PROBLEM TO WORK ON: Rewrite the part of the data that opens with the line containing "Guideline: mark the wooden handrail" and closes with the line containing "[[67, 280], [221, 183]]" as a JSON list of strings, one string per line, omitting blank lines.

Records:
'''
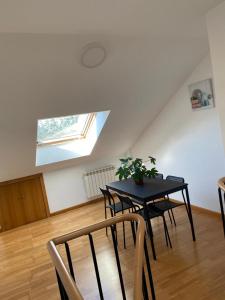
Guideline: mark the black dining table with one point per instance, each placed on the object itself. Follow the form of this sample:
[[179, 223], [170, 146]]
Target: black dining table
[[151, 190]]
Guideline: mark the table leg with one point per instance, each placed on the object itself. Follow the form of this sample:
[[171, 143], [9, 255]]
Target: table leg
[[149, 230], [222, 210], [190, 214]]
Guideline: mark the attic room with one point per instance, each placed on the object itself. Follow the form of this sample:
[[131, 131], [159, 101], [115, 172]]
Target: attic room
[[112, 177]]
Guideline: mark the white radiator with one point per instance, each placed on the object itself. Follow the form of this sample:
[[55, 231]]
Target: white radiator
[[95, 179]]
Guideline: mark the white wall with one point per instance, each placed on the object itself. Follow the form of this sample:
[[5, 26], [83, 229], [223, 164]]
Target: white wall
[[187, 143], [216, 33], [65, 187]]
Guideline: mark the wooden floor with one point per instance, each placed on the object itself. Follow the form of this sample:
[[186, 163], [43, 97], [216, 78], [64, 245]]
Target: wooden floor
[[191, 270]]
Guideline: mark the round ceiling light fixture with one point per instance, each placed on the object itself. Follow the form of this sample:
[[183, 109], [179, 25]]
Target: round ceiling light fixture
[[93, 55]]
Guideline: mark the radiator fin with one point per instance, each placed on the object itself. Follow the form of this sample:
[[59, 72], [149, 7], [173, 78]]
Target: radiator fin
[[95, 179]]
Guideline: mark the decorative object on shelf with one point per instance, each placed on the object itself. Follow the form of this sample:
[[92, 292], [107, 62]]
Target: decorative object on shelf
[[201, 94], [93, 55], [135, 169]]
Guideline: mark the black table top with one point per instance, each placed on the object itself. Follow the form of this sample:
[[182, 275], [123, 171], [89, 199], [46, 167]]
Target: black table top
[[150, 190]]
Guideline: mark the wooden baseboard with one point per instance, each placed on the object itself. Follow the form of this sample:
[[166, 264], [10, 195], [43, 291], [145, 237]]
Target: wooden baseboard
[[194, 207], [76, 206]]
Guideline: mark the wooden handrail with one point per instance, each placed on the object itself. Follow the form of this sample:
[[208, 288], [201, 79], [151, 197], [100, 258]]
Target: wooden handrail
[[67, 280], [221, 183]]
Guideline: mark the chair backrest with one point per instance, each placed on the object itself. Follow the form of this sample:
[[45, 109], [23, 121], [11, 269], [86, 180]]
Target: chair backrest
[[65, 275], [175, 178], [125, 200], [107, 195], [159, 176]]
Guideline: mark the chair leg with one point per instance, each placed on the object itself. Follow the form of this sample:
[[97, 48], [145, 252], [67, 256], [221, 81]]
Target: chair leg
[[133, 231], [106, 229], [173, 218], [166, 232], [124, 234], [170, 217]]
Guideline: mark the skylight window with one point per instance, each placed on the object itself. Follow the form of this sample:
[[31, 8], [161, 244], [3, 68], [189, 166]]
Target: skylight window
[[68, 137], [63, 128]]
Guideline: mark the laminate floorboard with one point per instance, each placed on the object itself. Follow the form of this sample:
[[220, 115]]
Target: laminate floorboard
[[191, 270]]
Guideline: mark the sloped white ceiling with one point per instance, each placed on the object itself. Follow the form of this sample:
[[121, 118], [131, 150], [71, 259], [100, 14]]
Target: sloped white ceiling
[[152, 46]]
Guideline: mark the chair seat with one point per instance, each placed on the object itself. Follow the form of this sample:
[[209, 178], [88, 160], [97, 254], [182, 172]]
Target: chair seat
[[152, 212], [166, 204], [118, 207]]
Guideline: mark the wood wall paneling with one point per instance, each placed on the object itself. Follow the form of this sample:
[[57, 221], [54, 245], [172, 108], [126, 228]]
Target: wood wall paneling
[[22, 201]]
'''
RESULT:
[
  "Guideline: mark the wooden handrail with one point per instance, each placed on the object itself. Follow the form of this sample:",
  "[[208, 288], [201, 79], [151, 197], [100, 258]]",
  "Target: wooden handrail",
  "[[67, 280], [221, 183]]"
]